*CONSIGNE*: Indiquez combien de lignes ci-dessous contiennent le mot « below ». Donnez seulement le nombre.

*DONNÉES BRUTES*:
+--
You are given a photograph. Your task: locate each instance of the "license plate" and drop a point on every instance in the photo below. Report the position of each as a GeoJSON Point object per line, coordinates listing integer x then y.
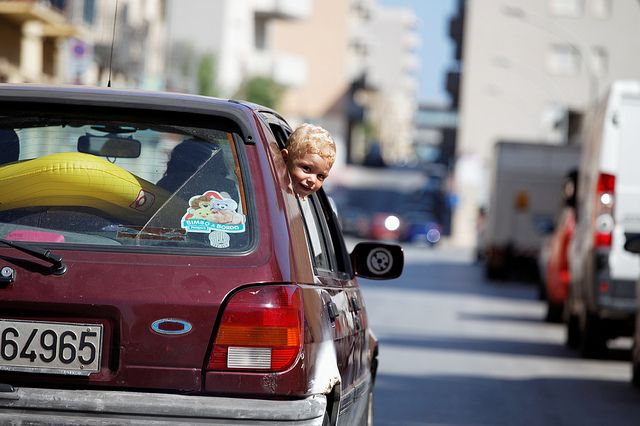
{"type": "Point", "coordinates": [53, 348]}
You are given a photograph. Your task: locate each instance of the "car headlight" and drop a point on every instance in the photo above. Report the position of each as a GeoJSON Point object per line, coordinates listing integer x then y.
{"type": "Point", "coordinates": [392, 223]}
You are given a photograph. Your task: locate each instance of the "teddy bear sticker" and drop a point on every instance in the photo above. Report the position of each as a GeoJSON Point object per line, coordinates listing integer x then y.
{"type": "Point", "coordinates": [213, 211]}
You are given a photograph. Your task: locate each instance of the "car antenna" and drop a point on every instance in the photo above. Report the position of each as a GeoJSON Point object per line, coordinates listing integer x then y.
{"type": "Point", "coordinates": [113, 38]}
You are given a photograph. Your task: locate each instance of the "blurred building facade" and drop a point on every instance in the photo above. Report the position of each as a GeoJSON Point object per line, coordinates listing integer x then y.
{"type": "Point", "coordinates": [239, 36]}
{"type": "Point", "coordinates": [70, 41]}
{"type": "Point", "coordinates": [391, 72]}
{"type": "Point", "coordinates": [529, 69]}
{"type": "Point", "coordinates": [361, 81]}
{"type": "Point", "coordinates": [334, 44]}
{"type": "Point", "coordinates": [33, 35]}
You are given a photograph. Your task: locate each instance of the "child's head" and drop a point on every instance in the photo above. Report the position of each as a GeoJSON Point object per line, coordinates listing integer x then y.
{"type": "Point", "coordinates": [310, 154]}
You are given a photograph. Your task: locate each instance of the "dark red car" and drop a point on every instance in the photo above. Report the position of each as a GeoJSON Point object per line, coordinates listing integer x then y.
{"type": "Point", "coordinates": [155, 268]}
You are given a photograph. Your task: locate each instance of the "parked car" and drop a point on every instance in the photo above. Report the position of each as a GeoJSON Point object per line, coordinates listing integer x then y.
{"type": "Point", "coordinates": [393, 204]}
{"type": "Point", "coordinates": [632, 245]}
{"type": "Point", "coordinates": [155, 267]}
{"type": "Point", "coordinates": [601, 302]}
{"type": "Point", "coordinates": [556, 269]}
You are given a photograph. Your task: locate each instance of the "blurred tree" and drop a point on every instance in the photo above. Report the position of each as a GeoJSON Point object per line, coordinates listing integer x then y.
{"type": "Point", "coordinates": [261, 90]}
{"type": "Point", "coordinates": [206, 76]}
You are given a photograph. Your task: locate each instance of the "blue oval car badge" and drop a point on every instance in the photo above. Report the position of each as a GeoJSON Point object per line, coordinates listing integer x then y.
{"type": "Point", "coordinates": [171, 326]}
+--
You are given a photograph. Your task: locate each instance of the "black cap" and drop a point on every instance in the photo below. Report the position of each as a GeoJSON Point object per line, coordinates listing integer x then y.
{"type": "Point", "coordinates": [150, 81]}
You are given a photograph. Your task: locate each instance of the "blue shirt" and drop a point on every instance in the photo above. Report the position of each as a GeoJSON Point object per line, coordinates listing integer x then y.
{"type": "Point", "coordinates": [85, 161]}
+--
*RÉPONSE COMPLÈTE*: 2